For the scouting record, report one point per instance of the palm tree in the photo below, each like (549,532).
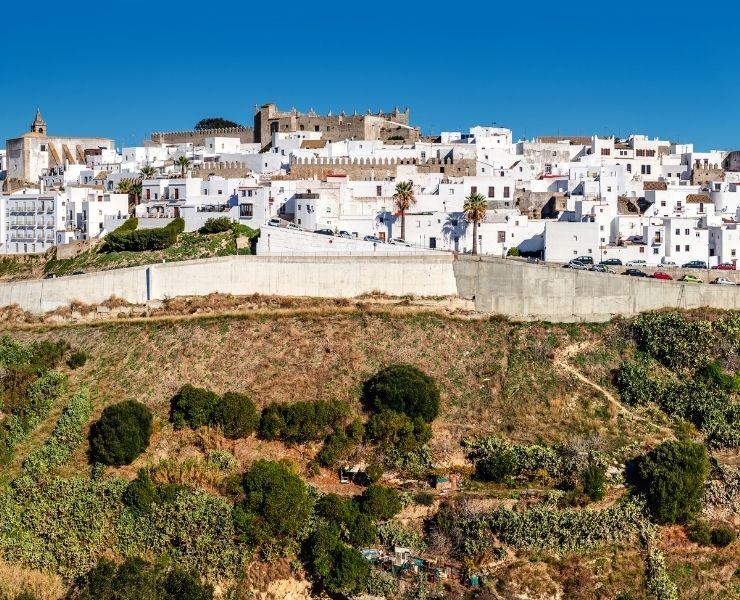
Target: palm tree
(183,162)
(147,172)
(475,211)
(132,187)
(404,199)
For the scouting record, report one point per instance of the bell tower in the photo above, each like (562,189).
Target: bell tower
(38,125)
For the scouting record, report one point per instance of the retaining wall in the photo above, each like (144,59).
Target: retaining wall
(508,287)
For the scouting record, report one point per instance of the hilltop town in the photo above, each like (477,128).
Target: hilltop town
(649,202)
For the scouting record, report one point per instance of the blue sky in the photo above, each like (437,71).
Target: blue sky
(536,67)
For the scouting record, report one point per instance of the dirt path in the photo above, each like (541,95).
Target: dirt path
(561,361)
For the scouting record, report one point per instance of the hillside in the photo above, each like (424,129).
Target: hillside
(540,388)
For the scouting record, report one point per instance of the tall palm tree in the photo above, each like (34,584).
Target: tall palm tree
(147,172)
(403,200)
(475,211)
(183,162)
(132,187)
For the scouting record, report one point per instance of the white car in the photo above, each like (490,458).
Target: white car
(723,281)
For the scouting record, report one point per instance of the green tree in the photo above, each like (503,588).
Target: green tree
(236,415)
(121,433)
(402,388)
(276,506)
(475,211)
(672,477)
(147,172)
(193,406)
(403,199)
(380,503)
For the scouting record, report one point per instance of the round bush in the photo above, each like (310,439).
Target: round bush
(723,536)
(194,407)
(121,434)
(380,503)
(402,388)
(236,415)
(671,477)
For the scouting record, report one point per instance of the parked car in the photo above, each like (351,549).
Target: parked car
(694,264)
(635,273)
(725,267)
(722,281)
(574,264)
(601,269)
(690,279)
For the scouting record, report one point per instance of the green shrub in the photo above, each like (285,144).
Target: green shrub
(129,224)
(395,430)
(672,477)
(216,225)
(336,448)
(236,415)
(357,529)
(424,498)
(121,434)
(302,422)
(636,386)
(66,437)
(193,407)
(402,388)
(723,536)
(143,239)
(380,503)
(141,493)
(673,340)
(136,579)
(699,533)
(276,507)
(593,480)
(341,570)
(77,360)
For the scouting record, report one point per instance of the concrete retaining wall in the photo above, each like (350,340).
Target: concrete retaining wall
(526,291)
(509,287)
(325,276)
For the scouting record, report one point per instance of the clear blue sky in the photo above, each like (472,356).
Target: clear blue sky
(536,67)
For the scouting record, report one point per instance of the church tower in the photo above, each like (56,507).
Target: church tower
(38,125)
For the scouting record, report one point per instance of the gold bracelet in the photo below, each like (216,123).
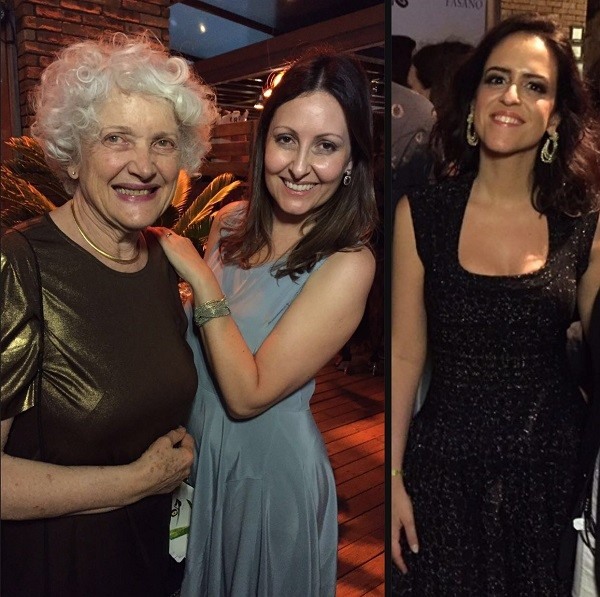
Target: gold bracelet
(211,309)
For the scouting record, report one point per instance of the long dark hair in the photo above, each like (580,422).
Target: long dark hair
(344,222)
(571,184)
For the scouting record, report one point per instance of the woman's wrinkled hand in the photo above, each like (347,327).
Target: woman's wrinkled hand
(167,462)
(182,254)
(402,521)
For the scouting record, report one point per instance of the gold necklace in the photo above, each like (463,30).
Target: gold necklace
(98,250)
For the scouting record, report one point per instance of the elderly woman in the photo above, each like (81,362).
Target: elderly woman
(283,287)
(488,268)
(98,378)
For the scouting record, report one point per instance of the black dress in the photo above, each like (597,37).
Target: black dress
(117,374)
(491,456)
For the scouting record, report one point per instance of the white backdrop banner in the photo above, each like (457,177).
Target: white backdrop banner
(432,21)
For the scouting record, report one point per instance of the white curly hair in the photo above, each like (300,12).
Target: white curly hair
(83,76)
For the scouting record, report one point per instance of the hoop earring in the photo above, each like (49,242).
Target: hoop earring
(550,148)
(472,136)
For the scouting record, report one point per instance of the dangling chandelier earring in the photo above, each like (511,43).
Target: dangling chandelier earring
(472,136)
(550,148)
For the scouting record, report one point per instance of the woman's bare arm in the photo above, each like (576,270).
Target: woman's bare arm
(33,489)
(409,347)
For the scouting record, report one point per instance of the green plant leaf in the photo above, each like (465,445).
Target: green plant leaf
(20,199)
(178,532)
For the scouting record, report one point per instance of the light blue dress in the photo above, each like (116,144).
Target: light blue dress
(264,516)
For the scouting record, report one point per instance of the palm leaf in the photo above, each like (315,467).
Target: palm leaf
(202,207)
(182,191)
(21,200)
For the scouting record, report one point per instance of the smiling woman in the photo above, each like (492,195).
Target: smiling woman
(488,266)
(295,266)
(97,376)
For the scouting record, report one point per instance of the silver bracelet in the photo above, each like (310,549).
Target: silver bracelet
(211,309)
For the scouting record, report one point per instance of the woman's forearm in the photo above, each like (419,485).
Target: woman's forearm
(33,489)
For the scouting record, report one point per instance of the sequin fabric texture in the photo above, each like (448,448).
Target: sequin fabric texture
(491,455)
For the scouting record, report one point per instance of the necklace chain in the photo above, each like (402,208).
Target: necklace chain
(98,250)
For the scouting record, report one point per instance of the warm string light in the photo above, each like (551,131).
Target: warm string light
(273,80)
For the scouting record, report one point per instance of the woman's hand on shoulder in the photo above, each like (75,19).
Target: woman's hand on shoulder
(217,224)
(589,284)
(402,522)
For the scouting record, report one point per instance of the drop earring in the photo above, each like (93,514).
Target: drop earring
(550,148)
(472,136)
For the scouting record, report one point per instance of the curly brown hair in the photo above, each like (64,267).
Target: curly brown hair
(570,184)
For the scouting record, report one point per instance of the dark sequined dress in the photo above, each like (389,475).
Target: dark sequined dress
(490,460)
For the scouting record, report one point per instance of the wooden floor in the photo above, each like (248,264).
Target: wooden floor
(349,410)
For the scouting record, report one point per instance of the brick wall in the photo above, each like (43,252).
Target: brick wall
(571,12)
(46,26)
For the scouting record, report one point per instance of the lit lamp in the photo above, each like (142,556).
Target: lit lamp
(576,37)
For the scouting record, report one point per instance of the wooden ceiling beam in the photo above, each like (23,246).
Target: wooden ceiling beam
(352,32)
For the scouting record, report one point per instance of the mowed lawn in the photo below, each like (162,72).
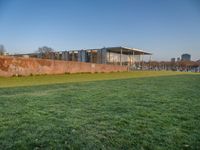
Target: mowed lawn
(136,110)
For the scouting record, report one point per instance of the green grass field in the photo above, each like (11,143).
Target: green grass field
(130,110)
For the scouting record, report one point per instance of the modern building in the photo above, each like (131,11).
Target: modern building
(173,59)
(186,57)
(107,55)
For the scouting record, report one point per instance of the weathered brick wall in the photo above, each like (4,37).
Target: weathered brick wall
(10,66)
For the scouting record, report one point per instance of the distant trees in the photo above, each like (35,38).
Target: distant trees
(45,52)
(2,50)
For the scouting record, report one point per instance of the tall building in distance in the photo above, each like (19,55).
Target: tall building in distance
(185,57)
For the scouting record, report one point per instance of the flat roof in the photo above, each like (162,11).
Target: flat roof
(126,50)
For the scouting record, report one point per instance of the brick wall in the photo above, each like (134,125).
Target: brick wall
(10,66)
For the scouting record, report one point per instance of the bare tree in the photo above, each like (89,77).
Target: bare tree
(45,52)
(2,50)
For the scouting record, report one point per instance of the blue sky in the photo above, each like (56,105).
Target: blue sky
(166,28)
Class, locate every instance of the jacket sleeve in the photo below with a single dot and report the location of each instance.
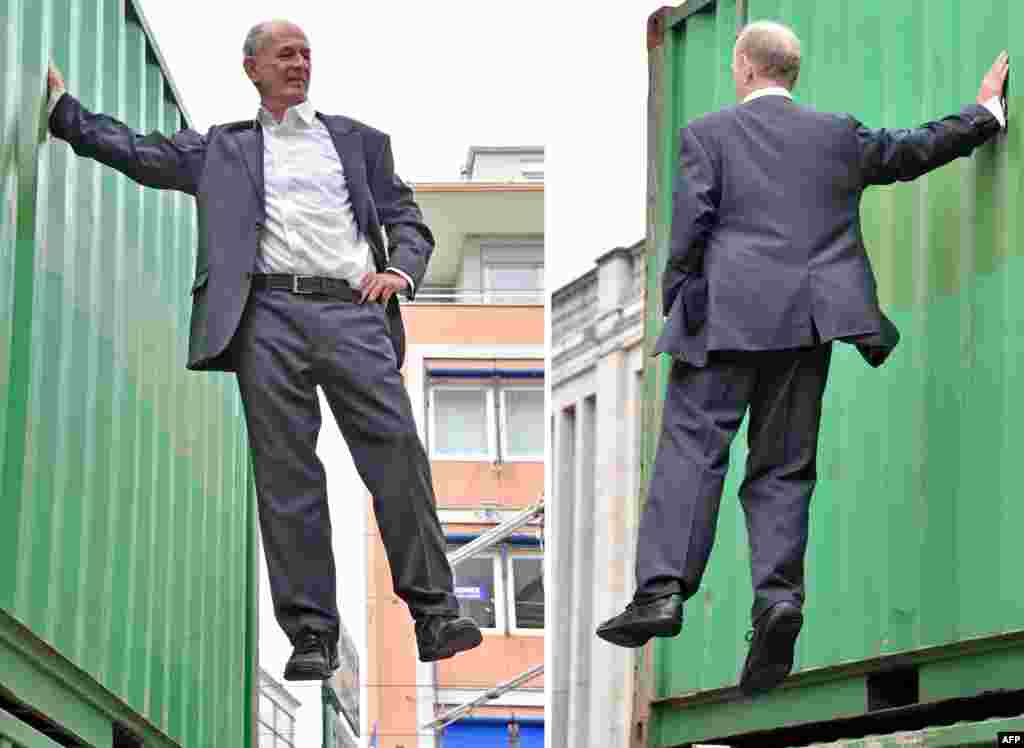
(694, 212)
(410, 241)
(152, 160)
(888, 156)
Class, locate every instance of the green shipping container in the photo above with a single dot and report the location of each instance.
(127, 528)
(916, 522)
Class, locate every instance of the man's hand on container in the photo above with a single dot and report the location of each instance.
(381, 285)
(991, 84)
(54, 81)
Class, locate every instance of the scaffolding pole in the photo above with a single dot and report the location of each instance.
(496, 535)
(460, 711)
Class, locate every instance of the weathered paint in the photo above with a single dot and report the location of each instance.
(127, 539)
(915, 518)
(963, 735)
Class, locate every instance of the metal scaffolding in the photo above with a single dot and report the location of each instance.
(482, 543)
(460, 711)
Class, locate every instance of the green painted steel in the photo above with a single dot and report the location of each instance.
(915, 520)
(127, 533)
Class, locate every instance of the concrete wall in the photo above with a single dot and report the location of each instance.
(596, 363)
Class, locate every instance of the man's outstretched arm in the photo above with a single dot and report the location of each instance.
(898, 155)
(152, 160)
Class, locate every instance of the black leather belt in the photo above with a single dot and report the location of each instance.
(306, 285)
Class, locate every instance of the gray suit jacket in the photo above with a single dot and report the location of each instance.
(224, 171)
(765, 246)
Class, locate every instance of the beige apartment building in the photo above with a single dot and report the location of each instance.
(474, 370)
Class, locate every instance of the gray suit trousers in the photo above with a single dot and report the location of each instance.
(286, 346)
(704, 408)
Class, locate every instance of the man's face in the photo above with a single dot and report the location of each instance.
(282, 68)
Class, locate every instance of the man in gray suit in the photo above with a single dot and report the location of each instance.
(296, 289)
(766, 269)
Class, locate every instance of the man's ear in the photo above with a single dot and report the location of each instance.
(250, 71)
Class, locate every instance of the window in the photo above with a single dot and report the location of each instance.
(485, 419)
(503, 589)
(523, 280)
(462, 418)
(526, 585)
(477, 583)
(522, 410)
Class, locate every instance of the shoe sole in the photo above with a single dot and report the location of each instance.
(622, 637)
(306, 671)
(780, 638)
(465, 637)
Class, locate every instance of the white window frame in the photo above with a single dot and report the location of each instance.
(492, 454)
(505, 387)
(501, 607)
(510, 595)
(491, 295)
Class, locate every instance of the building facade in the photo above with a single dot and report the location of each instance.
(474, 370)
(596, 363)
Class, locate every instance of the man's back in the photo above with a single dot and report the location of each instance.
(786, 246)
(767, 211)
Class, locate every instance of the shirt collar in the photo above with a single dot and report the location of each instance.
(770, 91)
(304, 112)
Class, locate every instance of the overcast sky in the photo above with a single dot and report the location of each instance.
(439, 77)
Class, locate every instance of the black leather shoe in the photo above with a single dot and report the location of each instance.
(633, 627)
(439, 637)
(314, 658)
(772, 641)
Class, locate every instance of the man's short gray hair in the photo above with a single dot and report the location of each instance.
(773, 49)
(256, 38)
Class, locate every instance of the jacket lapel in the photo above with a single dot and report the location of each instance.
(251, 142)
(348, 143)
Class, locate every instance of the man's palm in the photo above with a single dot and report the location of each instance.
(54, 80)
(991, 84)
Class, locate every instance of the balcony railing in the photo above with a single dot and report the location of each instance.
(441, 295)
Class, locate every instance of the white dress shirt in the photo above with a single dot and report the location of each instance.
(309, 227)
(993, 105)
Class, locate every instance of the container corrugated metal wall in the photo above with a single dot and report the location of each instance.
(127, 535)
(916, 517)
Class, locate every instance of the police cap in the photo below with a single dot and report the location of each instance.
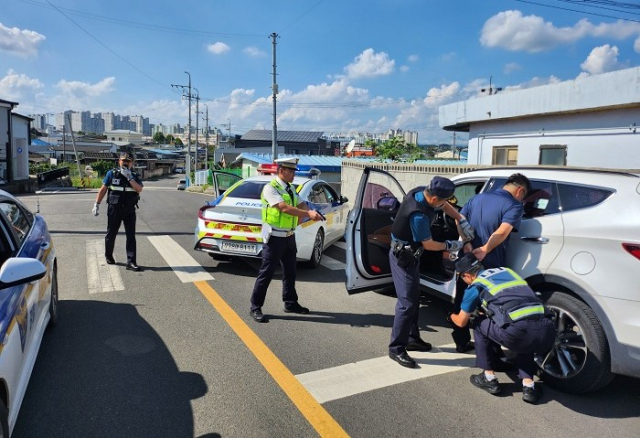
(466, 263)
(441, 187)
(288, 163)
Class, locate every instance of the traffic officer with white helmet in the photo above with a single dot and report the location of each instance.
(410, 235)
(281, 209)
(122, 187)
(511, 316)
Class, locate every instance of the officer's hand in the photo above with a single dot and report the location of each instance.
(315, 215)
(126, 172)
(467, 230)
(453, 245)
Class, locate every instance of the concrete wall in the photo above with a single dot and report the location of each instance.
(408, 175)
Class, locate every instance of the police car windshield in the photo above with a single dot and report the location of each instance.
(250, 190)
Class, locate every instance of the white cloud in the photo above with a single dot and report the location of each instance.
(511, 30)
(511, 67)
(254, 51)
(370, 64)
(218, 48)
(601, 60)
(23, 43)
(15, 86)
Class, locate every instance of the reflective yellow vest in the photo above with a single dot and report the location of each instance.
(275, 217)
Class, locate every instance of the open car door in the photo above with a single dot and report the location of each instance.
(368, 234)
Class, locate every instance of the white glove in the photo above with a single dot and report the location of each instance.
(453, 245)
(126, 172)
(468, 231)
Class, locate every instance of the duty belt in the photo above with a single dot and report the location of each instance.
(282, 233)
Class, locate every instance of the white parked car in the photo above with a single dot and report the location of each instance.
(28, 300)
(578, 246)
(231, 225)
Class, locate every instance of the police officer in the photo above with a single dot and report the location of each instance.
(512, 316)
(410, 235)
(122, 187)
(281, 209)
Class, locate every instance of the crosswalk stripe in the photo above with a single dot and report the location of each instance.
(101, 277)
(367, 375)
(186, 267)
(333, 264)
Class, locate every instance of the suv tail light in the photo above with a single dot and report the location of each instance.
(633, 249)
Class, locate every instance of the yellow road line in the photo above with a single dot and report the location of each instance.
(313, 411)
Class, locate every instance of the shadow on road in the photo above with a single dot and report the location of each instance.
(104, 372)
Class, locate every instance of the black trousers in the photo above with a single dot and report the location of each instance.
(116, 215)
(279, 250)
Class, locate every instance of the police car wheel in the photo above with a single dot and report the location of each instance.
(53, 304)
(579, 361)
(4, 420)
(318, 248)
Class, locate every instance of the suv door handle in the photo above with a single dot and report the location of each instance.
(541, 240)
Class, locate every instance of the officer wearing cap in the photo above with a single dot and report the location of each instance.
(410, 235)
(512, 316)
(122, 186)
(281, 209)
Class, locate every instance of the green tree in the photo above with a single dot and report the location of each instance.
(158, 137)
(396, 149)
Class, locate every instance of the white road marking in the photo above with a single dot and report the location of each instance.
(367, 375)
(185, 266)
(341, 245)
(333, 264)
(101, 277)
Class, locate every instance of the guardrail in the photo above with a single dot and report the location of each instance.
(53, 174)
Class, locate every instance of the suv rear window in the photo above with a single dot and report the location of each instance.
(574, 197)
(250, 189)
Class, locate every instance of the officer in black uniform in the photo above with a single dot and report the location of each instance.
(410, 235)
(122, 187)
(511, 316)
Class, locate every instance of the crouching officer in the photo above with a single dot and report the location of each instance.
(122, 187)
(410, 235)
(512, 316)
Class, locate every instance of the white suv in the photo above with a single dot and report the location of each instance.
(578, 246)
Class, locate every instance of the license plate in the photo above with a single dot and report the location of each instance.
(240, 247)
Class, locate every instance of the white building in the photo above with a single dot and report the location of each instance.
(589, 122)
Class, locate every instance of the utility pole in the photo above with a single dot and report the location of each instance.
(206, 136)
(274, 88)
(188, 160)
(197, 127)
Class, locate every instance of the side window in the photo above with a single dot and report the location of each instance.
(19, 221)
(574, 197)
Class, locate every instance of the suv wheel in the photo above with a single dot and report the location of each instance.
(579, 360)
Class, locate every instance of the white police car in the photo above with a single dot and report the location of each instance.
(231, 225)
(28, 300)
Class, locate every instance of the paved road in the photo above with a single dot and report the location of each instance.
(172, 351)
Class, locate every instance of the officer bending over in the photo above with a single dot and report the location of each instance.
(122, 187)
(410, 235)
(512, 316)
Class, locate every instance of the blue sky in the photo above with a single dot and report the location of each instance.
(343, 66)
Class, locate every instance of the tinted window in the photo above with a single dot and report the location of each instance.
(574, 197)
(251, 189)
(19, 220)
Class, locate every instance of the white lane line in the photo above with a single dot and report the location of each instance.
(333, 264)
(100, 276)
(185, 266)
(341, 245)
(355, 378)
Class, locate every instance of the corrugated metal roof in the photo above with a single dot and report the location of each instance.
(288, 136)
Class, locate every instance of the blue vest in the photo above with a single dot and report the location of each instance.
(506, 297)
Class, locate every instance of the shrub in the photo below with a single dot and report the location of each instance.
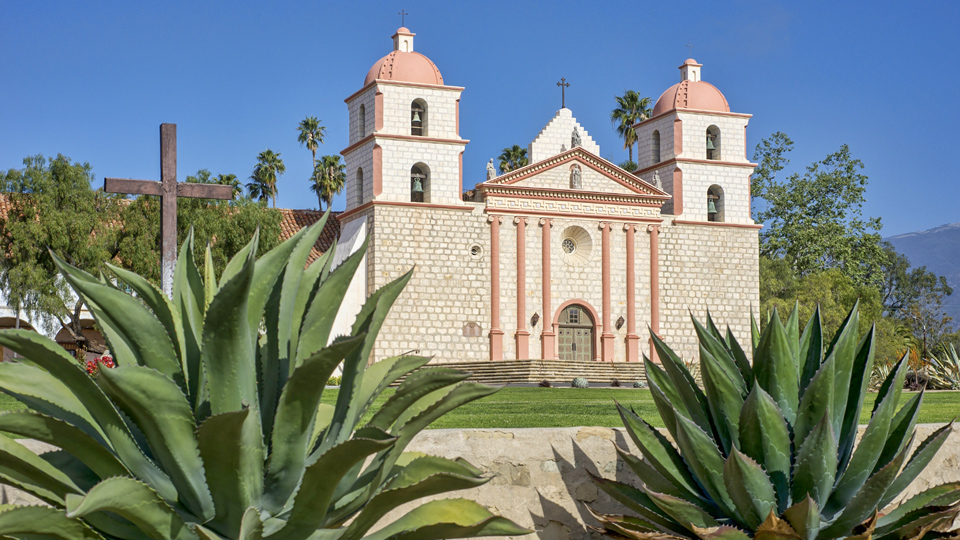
(207, 430)
(767, 450)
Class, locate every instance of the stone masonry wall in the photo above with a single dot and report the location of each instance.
(707, 267)
(450, 287)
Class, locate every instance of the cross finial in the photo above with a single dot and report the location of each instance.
(563, 84)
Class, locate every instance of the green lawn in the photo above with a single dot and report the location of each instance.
(515, 407)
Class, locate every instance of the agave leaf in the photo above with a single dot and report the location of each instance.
(142, 393)
(765, 438)
(227, 344)
(816, 464)
(42, 522)
(22, 468)
(776, 370)
(865, 502)
(638, 501)
(415, 386)
(859, 384)
(811, 349)
(231, 446)
(686, 514)
(714, 344)
(804, 517)
(703, 457)
(659, 452)
(293, 426)
(918, 461)
(56, 432)
(134, 501)
(871, 445)
(448, 518)
(319, 319)
(311, 502)
(816, 401)
(422, 477)
(774, 528)
(104, 420)
(131, 330)
(724, 398)
(749, 488)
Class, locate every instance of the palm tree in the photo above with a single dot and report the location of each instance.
(631, 109)
(264, 178)
(311, 134)
(328, 178)
(513, 158)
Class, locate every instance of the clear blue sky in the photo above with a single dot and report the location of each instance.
(93, 80)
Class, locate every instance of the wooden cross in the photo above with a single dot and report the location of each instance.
(168, 189)
(563, 84)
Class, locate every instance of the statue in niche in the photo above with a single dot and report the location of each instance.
(575, 180)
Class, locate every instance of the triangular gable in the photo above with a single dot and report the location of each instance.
(617, 181)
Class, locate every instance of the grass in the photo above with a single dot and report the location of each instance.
(515, 407)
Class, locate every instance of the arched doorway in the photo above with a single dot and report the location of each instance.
(575, 334)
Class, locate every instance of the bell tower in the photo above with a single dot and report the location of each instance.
(405, 144)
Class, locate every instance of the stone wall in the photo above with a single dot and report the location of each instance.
(707, 267)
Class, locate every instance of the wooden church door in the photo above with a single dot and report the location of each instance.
(575, 337)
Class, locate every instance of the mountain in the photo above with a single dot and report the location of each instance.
(939, 250)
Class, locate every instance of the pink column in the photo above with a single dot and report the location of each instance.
(632, 339)
(523, 336)
(654, 231)
(496, 335)
(548, 343)
(606, 338)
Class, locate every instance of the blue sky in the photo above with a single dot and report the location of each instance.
(94, 80)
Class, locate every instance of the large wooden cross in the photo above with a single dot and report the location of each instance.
(168, 189)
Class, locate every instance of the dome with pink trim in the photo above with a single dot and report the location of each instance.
(403, 64)
(691, 93)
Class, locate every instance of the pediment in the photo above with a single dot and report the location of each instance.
(553, 176)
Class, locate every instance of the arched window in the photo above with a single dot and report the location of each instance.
(358, 195)
(713, 142)
(656, 147)
(418, 117)
(419, 183)
(715, 203)
(363, 121)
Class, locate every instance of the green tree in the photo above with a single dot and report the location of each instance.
(310, 134)
(328, 178)
(263, 181)
(513, 158)
(53, 207)
(631, 109)
(814, 220)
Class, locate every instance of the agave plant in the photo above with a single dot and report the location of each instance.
(767, 450)
(211, 425)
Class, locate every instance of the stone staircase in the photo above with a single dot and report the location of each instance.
(558, 372)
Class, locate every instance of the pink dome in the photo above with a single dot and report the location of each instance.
(691, 95)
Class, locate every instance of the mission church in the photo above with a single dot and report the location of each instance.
(568, 258)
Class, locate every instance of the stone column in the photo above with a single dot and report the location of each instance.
(496, 334)
(548, 338)
(654, 231)
(522, 336)
(632, 341)
(606, 338)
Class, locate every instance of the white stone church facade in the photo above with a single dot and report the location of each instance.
(568, 258)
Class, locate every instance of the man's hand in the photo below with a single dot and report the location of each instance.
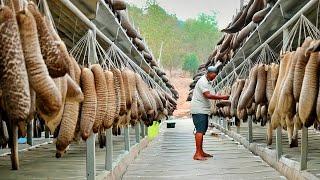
(224, 97)
(214, 97)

§ **Task instructions**: Look above for the line containing "Class, locate every instance of the pink column"; output that line and all lines after it through the last one exactly, without the pictures.

§ **Answer to this task**:
Class, locate every instance of the pink column in the photo above with a single dot and report the location of each instance.
(632, 339)
(523, 336)
(654, 231)
(496, 335)
(548, 343)
(606, 338)
Class, locate every instance of the blue sky in the photo above with a single dot and report the location of each instance.
(94, 80)
Class, locate every instance of the large wooden cross in the photo above with a single dot and report the location of each instance.
(168, 189)
Class, locate every instance of the dome with pink trim in the photo above with a single dot and report the location of each instance.
(403, 64)
(691, 93)
Class, locate every instance of the pediment in the photo above with a single dot and report the location of each instance.
(553, 176)
Class, locate every instance of the arched window in the photo above with a single dot and report the location of each instance.
(358, 195)
(713, 142)
(656, 147)
(418, 117)
(419, 183)
(715, 203)
(363, 121)
Class, locate every instance of the green tree in the photo above with a single dot and report the location of each instance.
(310, 134)
(328, 178)
(263, 181)
(513, 158)
(53, 207)
(631, 109)
(814, 220)
Class, locate every instance of the agave plant in the photo above with a single dot and report the location of each instance.
(767, 450)
(211, 425)
Class, locate every instance of the stone staircase in the photo above with a single dot and report the location of each instance.
(558, 372)
Class, locate every instance of the pink dome in the photo above with a single dot and report the location of each instance.
(691, 95)
Class, locate every instance of the mission church in the photo above with a single dot and report the location of each instance.
(568, 258)
Class, locate every instance of the stone column in the photo above with a single dot and report the location of each instance.
(496, 334)
(548, 338)
(654, 231)
(522, 336)
(632, 341)
(606, 338)
Class, locate every instance of the white stone church facade in the photo above with a single dot and report the location of each instance.
(568, 258)
Class, locate every instance of the man's hand in the photo below with a single dot and report the location of each instance.
(224, 97)
(214, 97)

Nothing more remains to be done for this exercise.